INPUT DATA below:

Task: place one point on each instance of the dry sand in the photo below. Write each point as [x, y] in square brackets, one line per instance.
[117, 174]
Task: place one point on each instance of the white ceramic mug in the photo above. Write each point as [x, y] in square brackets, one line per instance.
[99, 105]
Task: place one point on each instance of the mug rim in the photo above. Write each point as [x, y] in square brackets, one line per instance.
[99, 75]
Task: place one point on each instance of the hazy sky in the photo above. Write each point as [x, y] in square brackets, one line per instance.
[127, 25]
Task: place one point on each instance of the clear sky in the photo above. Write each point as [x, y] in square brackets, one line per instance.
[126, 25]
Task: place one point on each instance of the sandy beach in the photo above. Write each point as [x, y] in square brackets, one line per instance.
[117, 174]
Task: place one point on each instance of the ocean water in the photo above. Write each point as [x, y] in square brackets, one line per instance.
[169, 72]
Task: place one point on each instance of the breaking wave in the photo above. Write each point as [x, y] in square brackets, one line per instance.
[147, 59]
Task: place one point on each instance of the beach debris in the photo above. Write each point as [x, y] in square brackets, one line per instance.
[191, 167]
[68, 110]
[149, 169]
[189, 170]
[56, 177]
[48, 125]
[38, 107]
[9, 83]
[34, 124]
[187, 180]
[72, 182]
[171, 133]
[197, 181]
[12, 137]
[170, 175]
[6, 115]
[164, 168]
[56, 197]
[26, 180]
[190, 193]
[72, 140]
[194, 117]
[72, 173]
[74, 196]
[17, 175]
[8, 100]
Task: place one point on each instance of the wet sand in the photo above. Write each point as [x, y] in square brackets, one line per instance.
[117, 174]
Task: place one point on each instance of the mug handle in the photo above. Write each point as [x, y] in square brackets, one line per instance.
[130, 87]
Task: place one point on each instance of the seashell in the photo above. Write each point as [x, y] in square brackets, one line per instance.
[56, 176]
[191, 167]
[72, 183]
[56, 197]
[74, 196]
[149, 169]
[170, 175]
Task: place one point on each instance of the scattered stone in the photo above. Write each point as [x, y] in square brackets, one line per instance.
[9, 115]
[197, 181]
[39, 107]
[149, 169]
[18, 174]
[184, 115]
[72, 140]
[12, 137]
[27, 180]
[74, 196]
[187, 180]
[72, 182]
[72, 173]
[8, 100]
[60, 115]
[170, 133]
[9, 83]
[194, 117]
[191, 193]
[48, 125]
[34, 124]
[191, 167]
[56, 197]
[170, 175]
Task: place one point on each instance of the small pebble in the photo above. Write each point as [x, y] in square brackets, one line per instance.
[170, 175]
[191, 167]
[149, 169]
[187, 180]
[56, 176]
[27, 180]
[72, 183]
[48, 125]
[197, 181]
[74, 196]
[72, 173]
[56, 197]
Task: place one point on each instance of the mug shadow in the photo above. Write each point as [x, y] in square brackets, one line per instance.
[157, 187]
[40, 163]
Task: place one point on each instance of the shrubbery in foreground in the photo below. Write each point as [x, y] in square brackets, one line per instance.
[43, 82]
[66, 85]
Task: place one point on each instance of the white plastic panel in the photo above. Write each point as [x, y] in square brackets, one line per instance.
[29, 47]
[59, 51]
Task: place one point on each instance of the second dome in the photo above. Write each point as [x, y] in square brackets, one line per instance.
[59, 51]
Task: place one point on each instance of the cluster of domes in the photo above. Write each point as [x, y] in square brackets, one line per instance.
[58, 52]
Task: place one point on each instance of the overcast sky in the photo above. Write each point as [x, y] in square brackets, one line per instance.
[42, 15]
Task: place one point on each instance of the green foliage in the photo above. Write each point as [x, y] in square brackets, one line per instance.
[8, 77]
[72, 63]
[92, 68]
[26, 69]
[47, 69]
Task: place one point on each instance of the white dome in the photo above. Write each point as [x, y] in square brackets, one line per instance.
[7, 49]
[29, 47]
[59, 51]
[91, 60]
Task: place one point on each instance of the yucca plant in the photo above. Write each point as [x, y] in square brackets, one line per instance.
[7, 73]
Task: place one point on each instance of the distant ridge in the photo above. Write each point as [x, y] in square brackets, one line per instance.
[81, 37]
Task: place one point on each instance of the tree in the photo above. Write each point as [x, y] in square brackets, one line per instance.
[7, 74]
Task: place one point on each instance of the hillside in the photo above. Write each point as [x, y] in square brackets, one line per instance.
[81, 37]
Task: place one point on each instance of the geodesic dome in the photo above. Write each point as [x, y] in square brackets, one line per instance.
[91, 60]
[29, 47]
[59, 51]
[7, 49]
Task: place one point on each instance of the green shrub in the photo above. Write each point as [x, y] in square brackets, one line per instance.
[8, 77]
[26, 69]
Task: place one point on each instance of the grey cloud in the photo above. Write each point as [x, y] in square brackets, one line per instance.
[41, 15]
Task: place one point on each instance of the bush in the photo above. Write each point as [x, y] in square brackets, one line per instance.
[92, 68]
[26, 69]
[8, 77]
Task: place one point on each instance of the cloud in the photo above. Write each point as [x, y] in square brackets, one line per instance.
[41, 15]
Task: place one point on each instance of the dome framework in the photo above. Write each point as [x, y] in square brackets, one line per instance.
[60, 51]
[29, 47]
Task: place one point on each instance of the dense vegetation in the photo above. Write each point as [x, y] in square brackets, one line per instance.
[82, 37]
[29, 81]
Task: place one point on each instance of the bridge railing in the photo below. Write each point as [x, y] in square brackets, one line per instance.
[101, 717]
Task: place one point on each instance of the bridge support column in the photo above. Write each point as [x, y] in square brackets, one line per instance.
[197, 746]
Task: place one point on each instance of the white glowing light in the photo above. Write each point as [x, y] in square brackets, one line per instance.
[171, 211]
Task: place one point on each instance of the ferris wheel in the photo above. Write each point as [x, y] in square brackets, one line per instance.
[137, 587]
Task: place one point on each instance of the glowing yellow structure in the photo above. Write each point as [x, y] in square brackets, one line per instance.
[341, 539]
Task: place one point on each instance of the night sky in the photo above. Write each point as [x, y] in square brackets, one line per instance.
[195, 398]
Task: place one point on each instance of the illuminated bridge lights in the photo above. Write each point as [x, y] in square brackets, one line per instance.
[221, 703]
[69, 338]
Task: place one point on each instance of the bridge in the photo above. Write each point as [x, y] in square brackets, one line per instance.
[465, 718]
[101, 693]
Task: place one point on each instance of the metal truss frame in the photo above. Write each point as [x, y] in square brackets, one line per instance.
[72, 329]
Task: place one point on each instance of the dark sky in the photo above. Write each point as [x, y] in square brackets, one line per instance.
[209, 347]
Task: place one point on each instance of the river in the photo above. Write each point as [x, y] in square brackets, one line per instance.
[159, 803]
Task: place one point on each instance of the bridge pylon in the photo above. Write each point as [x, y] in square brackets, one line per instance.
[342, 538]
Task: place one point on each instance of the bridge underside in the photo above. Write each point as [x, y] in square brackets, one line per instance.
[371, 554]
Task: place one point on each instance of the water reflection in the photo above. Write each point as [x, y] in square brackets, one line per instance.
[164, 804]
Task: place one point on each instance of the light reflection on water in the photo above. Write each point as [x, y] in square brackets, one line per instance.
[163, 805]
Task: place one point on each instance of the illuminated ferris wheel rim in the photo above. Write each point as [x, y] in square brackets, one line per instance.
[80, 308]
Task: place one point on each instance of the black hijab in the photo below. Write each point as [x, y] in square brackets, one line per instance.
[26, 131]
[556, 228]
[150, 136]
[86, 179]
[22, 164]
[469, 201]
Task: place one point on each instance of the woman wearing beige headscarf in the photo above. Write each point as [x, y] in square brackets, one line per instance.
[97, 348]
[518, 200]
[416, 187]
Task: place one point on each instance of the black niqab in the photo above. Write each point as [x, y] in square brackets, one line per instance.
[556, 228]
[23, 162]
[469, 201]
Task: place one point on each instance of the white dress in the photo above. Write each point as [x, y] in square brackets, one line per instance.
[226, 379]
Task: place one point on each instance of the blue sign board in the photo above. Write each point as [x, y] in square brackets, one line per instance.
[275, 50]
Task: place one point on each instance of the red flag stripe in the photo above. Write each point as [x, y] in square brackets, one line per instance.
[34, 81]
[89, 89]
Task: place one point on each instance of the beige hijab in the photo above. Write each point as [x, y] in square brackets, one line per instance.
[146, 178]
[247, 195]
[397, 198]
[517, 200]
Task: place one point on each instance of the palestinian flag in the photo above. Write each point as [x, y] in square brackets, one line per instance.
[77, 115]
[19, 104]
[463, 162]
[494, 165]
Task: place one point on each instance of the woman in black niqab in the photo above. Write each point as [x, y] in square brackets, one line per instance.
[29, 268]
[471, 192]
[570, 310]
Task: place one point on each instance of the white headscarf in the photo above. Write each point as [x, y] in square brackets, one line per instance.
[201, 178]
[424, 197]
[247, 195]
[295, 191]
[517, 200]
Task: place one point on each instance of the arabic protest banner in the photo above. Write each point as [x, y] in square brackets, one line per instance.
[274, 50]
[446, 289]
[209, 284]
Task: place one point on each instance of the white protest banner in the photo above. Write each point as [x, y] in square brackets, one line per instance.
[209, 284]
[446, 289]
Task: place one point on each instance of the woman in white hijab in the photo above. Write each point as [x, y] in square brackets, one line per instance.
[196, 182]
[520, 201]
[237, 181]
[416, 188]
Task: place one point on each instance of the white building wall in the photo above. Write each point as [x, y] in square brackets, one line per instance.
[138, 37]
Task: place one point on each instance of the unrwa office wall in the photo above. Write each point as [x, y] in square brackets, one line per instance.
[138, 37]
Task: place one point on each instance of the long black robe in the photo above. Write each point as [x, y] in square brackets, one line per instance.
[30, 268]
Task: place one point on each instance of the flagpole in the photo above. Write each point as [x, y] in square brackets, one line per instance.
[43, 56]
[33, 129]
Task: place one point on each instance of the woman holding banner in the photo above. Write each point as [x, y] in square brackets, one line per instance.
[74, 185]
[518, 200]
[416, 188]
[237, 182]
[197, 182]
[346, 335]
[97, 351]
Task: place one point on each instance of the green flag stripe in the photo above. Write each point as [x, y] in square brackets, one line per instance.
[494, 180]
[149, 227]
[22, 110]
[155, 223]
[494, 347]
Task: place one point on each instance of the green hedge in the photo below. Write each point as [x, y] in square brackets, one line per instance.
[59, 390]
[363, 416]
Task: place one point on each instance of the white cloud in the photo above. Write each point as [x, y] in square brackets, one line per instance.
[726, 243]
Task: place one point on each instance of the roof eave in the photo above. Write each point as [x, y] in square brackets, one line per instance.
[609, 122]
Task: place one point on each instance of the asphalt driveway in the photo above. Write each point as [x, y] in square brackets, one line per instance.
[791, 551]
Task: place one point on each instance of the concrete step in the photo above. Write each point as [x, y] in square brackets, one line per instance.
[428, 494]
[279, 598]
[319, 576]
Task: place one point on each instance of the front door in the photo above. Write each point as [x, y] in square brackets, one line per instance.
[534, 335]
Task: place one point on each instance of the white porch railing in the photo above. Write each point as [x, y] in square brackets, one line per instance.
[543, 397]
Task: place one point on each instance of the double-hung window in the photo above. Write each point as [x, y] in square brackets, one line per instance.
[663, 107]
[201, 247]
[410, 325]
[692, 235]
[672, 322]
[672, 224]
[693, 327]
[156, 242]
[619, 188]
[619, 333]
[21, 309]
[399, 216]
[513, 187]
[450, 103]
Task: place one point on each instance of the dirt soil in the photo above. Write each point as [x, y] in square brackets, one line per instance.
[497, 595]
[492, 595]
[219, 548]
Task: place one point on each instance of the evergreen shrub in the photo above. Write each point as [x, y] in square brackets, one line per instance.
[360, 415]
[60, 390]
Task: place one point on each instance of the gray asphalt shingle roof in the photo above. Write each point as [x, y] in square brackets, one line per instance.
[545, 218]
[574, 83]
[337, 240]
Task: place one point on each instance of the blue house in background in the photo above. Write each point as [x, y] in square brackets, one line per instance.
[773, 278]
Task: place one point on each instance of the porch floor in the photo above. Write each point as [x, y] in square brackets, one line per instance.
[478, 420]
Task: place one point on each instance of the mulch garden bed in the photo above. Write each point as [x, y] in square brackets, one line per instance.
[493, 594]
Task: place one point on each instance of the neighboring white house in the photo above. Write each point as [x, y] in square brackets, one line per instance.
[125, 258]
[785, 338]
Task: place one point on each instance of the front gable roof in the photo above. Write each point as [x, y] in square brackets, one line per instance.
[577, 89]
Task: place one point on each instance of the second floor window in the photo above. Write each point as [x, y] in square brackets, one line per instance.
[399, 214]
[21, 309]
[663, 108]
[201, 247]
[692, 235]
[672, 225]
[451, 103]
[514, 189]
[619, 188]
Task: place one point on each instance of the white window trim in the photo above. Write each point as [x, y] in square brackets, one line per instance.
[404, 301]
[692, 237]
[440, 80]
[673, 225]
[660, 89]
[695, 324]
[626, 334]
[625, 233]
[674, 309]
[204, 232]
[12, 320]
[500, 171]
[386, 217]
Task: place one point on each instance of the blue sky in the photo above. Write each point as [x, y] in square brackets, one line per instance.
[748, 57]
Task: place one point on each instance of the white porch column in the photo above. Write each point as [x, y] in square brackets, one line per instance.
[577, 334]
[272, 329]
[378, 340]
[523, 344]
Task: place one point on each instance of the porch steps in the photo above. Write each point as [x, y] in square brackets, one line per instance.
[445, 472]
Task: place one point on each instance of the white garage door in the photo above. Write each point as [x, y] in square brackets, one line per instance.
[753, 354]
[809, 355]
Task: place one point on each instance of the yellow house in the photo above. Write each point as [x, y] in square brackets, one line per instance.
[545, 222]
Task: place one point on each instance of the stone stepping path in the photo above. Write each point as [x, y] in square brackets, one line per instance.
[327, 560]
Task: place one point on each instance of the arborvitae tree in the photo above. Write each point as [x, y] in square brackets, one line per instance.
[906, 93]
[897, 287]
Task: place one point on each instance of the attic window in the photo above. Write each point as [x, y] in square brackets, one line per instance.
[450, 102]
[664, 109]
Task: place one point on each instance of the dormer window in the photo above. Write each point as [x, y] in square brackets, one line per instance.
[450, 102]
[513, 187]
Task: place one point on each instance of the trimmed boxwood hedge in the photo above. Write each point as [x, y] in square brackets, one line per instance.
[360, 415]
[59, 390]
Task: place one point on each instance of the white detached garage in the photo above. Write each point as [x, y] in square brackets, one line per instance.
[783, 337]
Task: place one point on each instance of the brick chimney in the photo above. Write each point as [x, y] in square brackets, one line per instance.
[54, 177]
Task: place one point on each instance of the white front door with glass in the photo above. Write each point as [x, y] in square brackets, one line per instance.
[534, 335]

End of INPUT DATA.

Find "Task: place one point on each instance of the trimmed" in the entries above, then repeat its line and all lines after it exactly, down to the last line.

### SOLUTION FOR THIS TASK:
Task: place one point on each instance of the trimmed boxwood hedge in the photo above. Write each point as [x, y] in square brackets, one line per instance.
[360, 415]
[59, 390]
Task: place one point on each instance of the white detached garage in the photo above. Write each point as [x, y] in square brackets, one line per instance.
[783, 337]
Task: place one point on each instance of the brick chimney in the photo above. Write each point as [x, y] in square brackets, one line per instance.
[54, 177]
Task: place one point on each instance of the white front door with glass in the photo above. Write each point as [x, y] in square brackets, one line per instance.
[534, 335]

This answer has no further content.